AFFILIATE AGREEMENT
This Publisher Partner Membership Agreement, together with applicable Schedules (the "Agreement") is by and between Publisher Partner (or "You") and Supplier (Chelsea King Inc.). BY REPLYING WITH YOUR ACCEPTANCE, YOU AGREE TO THE TERMS OF THIS AGREEMENT.
1. AFFILIATE REQUIREMENTS
1.1 Affiliate. To participate as a Publisher Partner in Supplier's Network, You must:
a. be either a legal entity or an individual 18 years or older; and
b. your activity must comply at all times with applicable federal, provincial, state, local and foreign laws, ordinances, rules, regulations, and Network Policies, including applicable Data Protection Laws. As well, the terms and conditions of the social media platforms being used for the promoting of Chelsea King products or services including, but not limited to, following the guidelines on advertising and sponsored content, disclosing Affiliate relationship with Chelsea King and respecting all community standards of the social media platform(s).
1.2 Affiliate Restrictions.
a. Business Use Only. THE NETWORK AND NETWORK PLATFORM ARE MADE AVAILABLE TO YOU FOR THE SOLE PURPOSE OF FACILITATING BUSINESS TRANSACTIONS AS PERMITTED UNDER THIS AGREEMENT. YOU MAY ONLY USE THE NETWORK AND NETWORK PLATFORM TO CONDUCT BUSINESS ACTIVITY AND NOT AS A CONSUMER.

Data for this task:

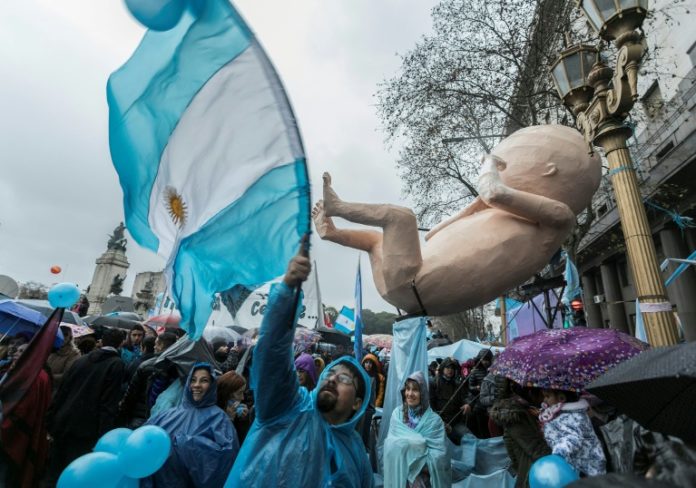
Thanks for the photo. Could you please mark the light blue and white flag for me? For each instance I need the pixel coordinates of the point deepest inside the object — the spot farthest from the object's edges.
(209, 157)
(345, 322)
(572, 278)
(358, 325)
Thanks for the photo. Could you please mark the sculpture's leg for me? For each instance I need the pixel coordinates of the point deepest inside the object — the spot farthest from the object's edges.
(369, 241)
(401, 253)
(364, 240)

Required task 1:
For the affiliate agreement, state whether each statement agrees with it. Answer yes or no, and quote the words that decide it.
(a) An individual under 18 may participate as a Publisher Partner.
(b) Affiliates must disclose their Affiliate relationship with Chelsea King on social media platforms.
(c) A Publisher Partner may use the Network as a consumer.
Required task 2: Render every line of the listing after the affiliate agreement as a numbered list. Skip blank lines and leave the pictures out.
The listing is unrelated to the affiliate agreement.

Output 1:
(a) No: "be either a legal entity or an individual 18 years or older"
(b) Yes: "disclosing Affiliate relationship with Chelsea King"
(c) No: "YOU MAY ONLY USE THE NETWORK AND NETWORK PLATFORM TO CONDUCT BUSINESS ACTIVITY AND NOT AS A CONSUMER."

Output 2:
1. Thanks for the photo. Could you please mark the light blue and white flag for me? For each instance I need the pixel coordinates of the point deepest inside the object — the spot farthest from the object's edges.
2. (209, 157)
3. (345, 322)
4. (572, 278)
5. (358, 325)
6. Thanks for the photo. Could you please mark the sculpture's leg for me? For each instance I need the pixel coordinates of the point deepest inside the object — the spot farthest from the object's edges.
7. (369, 241)
8. (401, 253)
9. (364, 240)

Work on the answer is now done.